§ **TASK TO CARRY OUT**
Retype the data starting with the line that contains "Pick out the red and" and going on through the line that contains "<point>353,294</point>", with both of those lines included. Leave the pictures out of your copy.

DATASET EXCERPTS start

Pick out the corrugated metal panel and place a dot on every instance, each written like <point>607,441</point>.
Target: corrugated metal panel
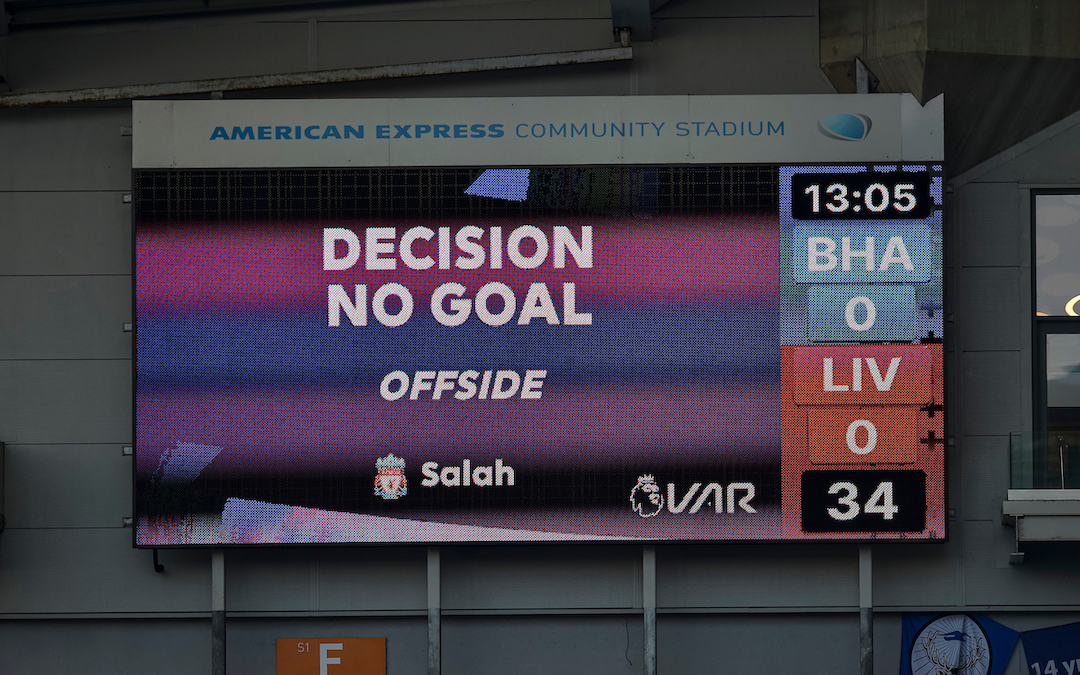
<point>96,570</point>
<point>66,402</point>
<point>990,228</point>
<point>755,576</point>
<point>65,232</point>
<point>68,486</point>
<point>990,396</point>
<point>65,149</point>
<point>989,309</point>
<point>541,577</point>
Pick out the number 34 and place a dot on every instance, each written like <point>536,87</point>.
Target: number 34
<point>880,501</point>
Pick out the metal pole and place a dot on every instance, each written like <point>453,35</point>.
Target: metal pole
<point>217,612</point>
<point>865,611</point>
<point>649,604</point>
<point>434,613</point>
<point>862,78</point>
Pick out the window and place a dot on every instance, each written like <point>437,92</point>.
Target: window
<point>1056,297</point>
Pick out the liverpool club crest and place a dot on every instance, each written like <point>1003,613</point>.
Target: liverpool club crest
<point>390,481</point>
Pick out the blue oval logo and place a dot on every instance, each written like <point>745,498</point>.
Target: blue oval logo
<point>845,126</point>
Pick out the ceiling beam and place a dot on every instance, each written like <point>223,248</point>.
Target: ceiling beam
<point>316,77</point>
<point>633,14</point>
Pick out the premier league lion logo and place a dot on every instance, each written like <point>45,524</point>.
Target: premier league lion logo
<point>646,498</point>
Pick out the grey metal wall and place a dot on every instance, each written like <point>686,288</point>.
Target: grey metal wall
<point>76,597</point>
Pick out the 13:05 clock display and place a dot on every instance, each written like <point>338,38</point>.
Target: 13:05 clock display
<point>867,196</point>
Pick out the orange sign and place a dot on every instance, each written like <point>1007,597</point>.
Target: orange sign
<point>332,656</point>
<point>862,375</point>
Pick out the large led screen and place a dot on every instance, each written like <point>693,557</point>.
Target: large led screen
<point>538,354</point>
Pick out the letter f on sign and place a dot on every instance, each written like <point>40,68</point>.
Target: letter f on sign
<point>324,660</point>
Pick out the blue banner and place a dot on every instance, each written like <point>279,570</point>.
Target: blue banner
<point>956,644</point>
<point>1053,651</point>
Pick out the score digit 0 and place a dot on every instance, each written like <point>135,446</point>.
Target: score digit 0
<point>853,439</point>
<point>851,318</point>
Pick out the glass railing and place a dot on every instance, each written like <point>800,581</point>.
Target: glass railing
<point>1044,460</point>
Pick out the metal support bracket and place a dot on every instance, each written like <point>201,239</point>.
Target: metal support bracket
<point>649,606</point>
<point>434,612</point>
<point>633,14</point>
<point>1017,556</point>
<point>865,610</point>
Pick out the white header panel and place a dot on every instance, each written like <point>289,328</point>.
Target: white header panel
<point>534,132</point>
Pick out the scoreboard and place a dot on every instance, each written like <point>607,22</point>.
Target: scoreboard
<point>862,387</point>
<point>597,319</point>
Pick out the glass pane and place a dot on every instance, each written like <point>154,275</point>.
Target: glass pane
<point>1063,369</point>
<point>1057,255</point>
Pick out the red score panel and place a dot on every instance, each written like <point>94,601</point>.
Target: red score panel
<point>871,413</point>
<point>861,375</point>
<point>866,435</point>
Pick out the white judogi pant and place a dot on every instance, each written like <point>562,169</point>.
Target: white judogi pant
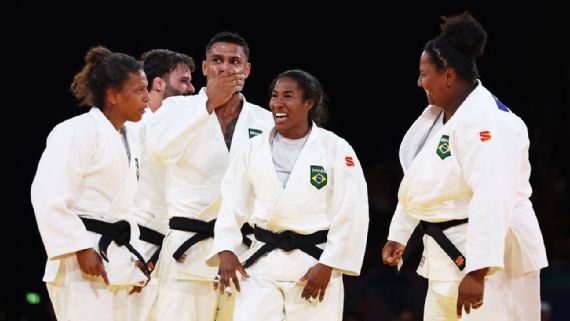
<point>186,299</point>
<point>141,304</point>
<point>190,300</point>
<point>263,299</point>
<point>510,295</point>
<point>76,297</point>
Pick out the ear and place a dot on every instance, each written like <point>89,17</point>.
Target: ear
<point>309,104</point>
<point>450,76</point>
<point>204,68</point>
<point>111,96</point>
<point>158,84</point>
<point>247,69</point>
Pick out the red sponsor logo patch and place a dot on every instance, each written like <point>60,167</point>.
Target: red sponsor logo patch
<point>459,260</point>
<point>485,135</point>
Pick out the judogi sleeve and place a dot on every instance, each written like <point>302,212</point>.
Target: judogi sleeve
<point>56,185</point>
<point>490,159</point>
<point>346,240</point>
<point>402,226</point>
<point>236,192</point>
<point>173,127</point>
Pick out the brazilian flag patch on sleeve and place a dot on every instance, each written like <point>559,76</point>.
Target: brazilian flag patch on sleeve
<point>318,176</point>
<point>254,132</point>
<point>443,149</point>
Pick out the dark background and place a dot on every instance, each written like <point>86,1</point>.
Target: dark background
<point>366,56</point>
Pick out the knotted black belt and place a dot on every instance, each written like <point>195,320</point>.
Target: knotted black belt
<point>153,237</point>
<point>435,230</point>
<point>118,232</point>
<point>203,231</point>
<point>287,241</point>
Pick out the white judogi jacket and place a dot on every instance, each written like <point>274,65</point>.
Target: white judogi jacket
<point>184,137</point>
<point>252,192</point>
<point>475,166</point>
<point>85,171</point>
<point>150,198</point>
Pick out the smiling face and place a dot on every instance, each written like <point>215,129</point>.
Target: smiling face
<point>132,99</point>
<point>433,81</point>
<point>290,108</point>
<point>222,56</point>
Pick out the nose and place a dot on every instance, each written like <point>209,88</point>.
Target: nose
<point>146,95</point>
<point>190,90</point>
<point>275,102</point>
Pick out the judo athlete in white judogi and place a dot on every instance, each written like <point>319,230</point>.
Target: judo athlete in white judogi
<point>83,192</point>
<point>466,174</point>
<point>169,74</point>
<point>195,137</point>
<point>303,190</point>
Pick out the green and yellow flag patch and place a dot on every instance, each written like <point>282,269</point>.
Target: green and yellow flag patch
<point>318,176</point>
<point>443,149</point>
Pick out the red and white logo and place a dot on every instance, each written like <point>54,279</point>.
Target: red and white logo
<point>485,135</point>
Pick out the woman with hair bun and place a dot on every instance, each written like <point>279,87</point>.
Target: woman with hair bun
<point>83,191</point>
<point>465,194</point>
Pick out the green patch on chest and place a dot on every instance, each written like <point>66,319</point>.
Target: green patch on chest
<point>443,149</point>
<point>318,176</point>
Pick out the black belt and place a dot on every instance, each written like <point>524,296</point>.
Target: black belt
<point>435,230</point>
<point>153,237</point>
<point>118,232</point>
<point>203,231</point>
<point>287,241</point>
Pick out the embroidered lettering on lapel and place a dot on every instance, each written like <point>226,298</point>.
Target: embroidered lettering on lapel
<point>443,149</point>
<point>254,132</point>
<point>318,176</point>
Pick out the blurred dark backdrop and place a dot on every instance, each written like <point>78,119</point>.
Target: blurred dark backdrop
<point>366,56</point>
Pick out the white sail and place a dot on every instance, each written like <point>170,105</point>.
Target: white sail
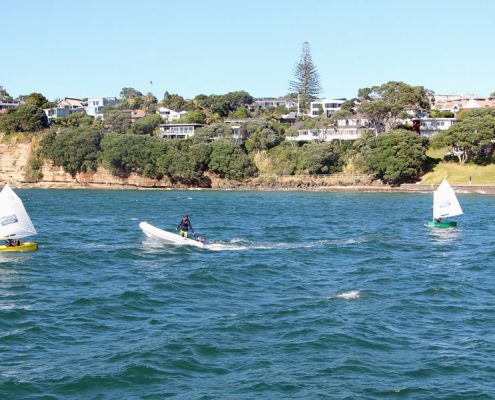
<point>14,220</point>
<point>445,203</point>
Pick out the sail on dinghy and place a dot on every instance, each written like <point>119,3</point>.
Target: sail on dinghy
<point>15,223</point>
<point>169,237</point>
<point>445,205</point>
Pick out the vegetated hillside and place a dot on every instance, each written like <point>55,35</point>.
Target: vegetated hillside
<point>459,174</point>
<point>15,153</point>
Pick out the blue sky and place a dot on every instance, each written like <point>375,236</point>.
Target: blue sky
<point>94,48</point>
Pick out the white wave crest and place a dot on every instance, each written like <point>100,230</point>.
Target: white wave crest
<point>353,294</point>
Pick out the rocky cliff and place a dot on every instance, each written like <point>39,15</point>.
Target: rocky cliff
<point>17,155</point>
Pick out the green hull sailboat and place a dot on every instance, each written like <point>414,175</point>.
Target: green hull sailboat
<point>445,205</point>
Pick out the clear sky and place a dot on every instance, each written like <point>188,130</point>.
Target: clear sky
<point>96,47</point>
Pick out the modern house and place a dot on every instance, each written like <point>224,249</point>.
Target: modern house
<point>4,104</point>
<point>64,108</point>
<point>458,105</point>
<point>267,102</point>
<point>345,129</point>
<point>325,107</point>
<point>170,115</point>
<point>95,105</point>
<point>178,131</point>
<point>431,126</point>
<point>135,114</point>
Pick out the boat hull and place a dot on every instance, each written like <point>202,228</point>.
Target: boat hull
<point>168,237</point>
<point>443,224</point>
<point>25,246</point>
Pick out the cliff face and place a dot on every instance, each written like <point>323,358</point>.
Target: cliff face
<point>14,158</point>
<point>15,169</point>
<point>15,155</point>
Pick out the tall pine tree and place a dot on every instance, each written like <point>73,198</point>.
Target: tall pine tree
<point>306,80</point>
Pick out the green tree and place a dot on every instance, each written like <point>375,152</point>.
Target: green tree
<point>129,93</point>
<point>4,94</point>
<point>123,154</point>
<point>317,158</point>
<point>118,121</point>
<point>75,149</point>
<point>229,161</point>
<point>26,118</point>
<point>195,116</point>
<point>470,138</point>
<point>263,139</point>
<point>396,157</point>
<point>150,103</point>
<point>75,119</point>
<point>441,114</point>
<point>37,100</point>
<point>240,113</point>
<point>306,81</point>
<point>174,102</point>
<point>146,125</point>
<point>385,105</point>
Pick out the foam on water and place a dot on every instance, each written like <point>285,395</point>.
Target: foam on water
<point>351,295</point>
<point>274,307</point>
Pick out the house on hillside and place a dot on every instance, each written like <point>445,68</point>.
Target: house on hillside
<point>470,104</point>
<point>95,105</point>
<point>325,107</point>
<point>135,114</point>
<point>267,102</point>
<point>431,126</point>
<point>178,131</point>
<point>4,104</point>
<point>344,129</point>
<point>170,115</point>
<point>64,108</point>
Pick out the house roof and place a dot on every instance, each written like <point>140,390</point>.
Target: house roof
<point>71,102</point>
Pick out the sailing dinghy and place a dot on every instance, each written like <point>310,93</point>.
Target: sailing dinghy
<point>445,205</point>
<point>15,223</point>
<point>169,237</point>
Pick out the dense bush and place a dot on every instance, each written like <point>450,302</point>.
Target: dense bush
<point>396,157</point>
<point>123,154</point>
<point>146,125</point>
<point>27,118</point>
<point>311,158</point>
<point>229,160</point>
<point>76,149</point>
<point>472,138</point>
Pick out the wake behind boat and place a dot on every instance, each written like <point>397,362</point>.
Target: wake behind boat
<point>15,223</point>
<point>169,237</point>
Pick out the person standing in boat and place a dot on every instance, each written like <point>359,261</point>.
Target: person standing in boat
<point>184,226</point>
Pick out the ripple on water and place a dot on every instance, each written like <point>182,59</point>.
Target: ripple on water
<point>286,303</point>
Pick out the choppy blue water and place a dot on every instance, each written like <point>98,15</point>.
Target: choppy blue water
<point>307,296</point>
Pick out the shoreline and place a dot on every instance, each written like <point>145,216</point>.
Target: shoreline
<point>273,187</point>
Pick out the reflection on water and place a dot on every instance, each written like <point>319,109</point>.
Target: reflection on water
<point>444,235</point>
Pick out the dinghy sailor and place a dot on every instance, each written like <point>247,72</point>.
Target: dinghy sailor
<point>184,226</point>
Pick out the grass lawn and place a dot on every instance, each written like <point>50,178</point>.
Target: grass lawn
<point>458,174</point>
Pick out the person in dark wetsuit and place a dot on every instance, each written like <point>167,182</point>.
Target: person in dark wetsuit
<point>184,226</point>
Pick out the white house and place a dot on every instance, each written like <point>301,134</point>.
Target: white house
<point>266,102</point>
<point>96,104</point>
<point>64,108</point>
<point>178,131</point>
<point>9,104</point>
<point>431,126</point>
<point>345,129</point>
<point>325,107</point>
<point>170,115</point>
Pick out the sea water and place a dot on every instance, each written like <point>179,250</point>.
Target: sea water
<point>300,296</point>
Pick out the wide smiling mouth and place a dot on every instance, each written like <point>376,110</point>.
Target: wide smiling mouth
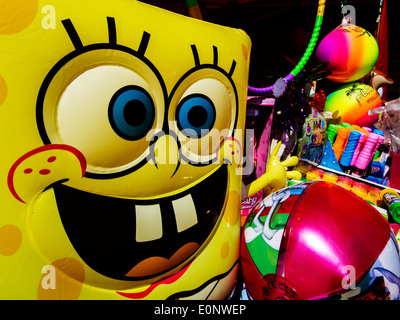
<point>138,239</point>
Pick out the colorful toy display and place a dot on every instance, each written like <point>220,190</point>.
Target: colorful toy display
<point>279,87</point>
<point>353,101</point>
<point>351,52</point>
<point>114,190</point>
<point>301,243</point>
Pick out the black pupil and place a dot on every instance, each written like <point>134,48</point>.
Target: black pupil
<point>197,116</point>
<point>135,113</point>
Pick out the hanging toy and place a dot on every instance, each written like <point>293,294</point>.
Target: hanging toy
<point>280,85</point>
<point>353,101</point>
<point>351,52</point>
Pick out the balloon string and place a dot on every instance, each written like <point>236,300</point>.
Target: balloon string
<point>306,55</point>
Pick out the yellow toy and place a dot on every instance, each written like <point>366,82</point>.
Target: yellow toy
<point>122,130</point>
<point>275,176</point>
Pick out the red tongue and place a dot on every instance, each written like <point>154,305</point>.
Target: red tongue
<point>155,265</point>
<point>145,293</point>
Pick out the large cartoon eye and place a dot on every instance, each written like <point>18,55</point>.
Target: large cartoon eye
<point>106,103</point>
<point>203,113</point>
<point>131,112</point>
<point>196,115</point>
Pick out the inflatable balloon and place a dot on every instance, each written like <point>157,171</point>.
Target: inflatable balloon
<point>353,101</point>
<point>112,114</point>
<point>304,242</point>
<point>351,52</point>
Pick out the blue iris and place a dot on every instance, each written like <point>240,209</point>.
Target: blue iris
<point>195,115</point>
<point>131,112</point>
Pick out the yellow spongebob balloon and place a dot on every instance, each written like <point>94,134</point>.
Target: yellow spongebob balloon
<point>121,136</point>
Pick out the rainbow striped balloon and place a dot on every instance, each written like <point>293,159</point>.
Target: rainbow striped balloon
<point>353,101</point>
<point>351,52</point>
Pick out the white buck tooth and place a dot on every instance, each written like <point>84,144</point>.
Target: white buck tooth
<point>185,212</point>
<point>148,223</point>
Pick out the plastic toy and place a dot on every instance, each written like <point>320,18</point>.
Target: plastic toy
<point>303,242</point>
<point>353,101</point>
<point>122,123</point>
<point>280,85</point>
<point>351,52</point>
<point>275,176</point>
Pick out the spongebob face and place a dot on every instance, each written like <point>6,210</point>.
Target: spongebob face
<point>122,129</point>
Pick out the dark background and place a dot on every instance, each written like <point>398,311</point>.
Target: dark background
<point>280,30</point>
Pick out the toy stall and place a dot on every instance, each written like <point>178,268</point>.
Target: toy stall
<point>139,163</point>
<point>336,135</point>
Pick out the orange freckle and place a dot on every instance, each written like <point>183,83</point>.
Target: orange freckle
<point>3,90</point>
<point>44,172</point>
<point>224,250</point>
<point>16,15</point>
<point>244,51</point>
<point>10,239</point>
<point>69,277</point>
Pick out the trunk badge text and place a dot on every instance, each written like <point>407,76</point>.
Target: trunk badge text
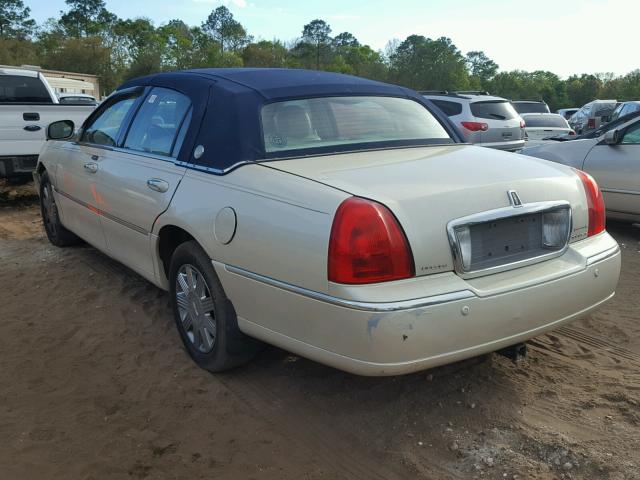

DATASET EXCERPTS end

§ **ANSWER TO THE EXERCISE**
Pick out the red and white logo and place a dot on every instance, each written like <point>54,279</point>.
Target: red and white logo
<point>485,135</point>
Pick out the woman with hair bun and place a dot on every instance, each written like <point>279,87</point>.
Target: woman with hair bun
<point>83,191</point>
<point>465,194</point>
Pick out the green patch on chest and place a dot on every instance, each written like <point>66,319</point>.
Target: green patch on chest
<point>443,149</point>
<point>318,176</point>
Pick out the black belt and place a dot on every instance, each written like <point>524,296</point>.
Target: black belt
<point>435,230</point>
<point>153,237</point>
<point>118,232</point>
<point>203,231</point>
<point>287,241</point>
Pick out the embroidered lettering on lapel and place a dot on every instance, each written like <point>226,298</point>.
Target: embroidered lettering on lapel
<point>443,149</point>
<point>254,132</point>
<point>318,176</point>
Pick out the blurred dark backdrop and place a dot on every instance, each written like <point>78,119</point>.
Target: blurred dark backdrop
<point>366,56</point>
Pick out the white sail and place a dot on every instance, each written like <point>170,105</point>.
Target: white sail
<point>14,220</point>
<point>445,203</point>
Pick out the sail on dinghy and place a dot on every instance, each written like <point>119,3</point>.
Target: sail on dinghy
<point>15,223</point>
<point>169,237</point>
<point>445,205</point>
Pick out the vegetated hillside and place a dot on every instance, each written like <point>55,35</point>.
Target: vegetated hillside
<point>459,174</point>
<point>15,153</point>
Pick out the blue sky and place a dot on every instance, each written like <point>375,236</point>.
Target: blue sky
<point>94,48</point>
Pick out the white wave crest and place a dot on every instance, each written like <point>100,230</point>.
Target: white wave crest
<point>353,294</point>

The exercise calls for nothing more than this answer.